TRAVAIL DEMANDÉ. Recopiez mot pour mot tout ce qui va de la ligne contenant « of the shadow » jusqu'à la fin des enregistrements ci-dessous, ces deux bornes comprises.

LIGNES DE DONNÉES.
********
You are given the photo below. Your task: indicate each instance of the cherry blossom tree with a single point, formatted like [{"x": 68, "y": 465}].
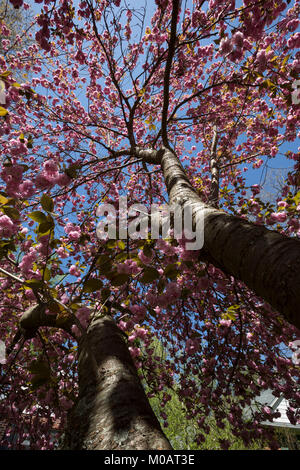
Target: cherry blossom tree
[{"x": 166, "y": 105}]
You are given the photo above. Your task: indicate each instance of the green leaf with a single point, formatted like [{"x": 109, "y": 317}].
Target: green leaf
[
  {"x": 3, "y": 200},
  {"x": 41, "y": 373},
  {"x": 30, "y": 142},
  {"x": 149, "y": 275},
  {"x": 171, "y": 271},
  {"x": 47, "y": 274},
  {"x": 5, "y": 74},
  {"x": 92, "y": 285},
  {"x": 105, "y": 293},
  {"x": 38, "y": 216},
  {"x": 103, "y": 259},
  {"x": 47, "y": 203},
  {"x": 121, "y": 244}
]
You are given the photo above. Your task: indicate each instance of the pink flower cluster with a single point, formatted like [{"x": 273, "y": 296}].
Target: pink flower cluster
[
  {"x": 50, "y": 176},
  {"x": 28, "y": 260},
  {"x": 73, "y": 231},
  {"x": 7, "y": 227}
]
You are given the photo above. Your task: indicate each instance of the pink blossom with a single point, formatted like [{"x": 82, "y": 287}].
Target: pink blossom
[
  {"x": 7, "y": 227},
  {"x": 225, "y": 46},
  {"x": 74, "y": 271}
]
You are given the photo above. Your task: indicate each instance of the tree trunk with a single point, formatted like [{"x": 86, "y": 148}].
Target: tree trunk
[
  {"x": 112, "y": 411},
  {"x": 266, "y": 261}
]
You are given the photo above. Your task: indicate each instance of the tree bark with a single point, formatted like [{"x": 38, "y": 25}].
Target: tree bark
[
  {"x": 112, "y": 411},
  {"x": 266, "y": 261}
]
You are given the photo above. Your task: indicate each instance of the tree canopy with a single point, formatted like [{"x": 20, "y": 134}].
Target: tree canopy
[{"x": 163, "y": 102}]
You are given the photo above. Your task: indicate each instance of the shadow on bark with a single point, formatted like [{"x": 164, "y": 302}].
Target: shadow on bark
********
CORRIGÉ.
You are given the photo above. Your task: indicate each instance of the shadow on bark with a single point, formatted like [{"x": 164, "y": 302}].
Target: shadow on bark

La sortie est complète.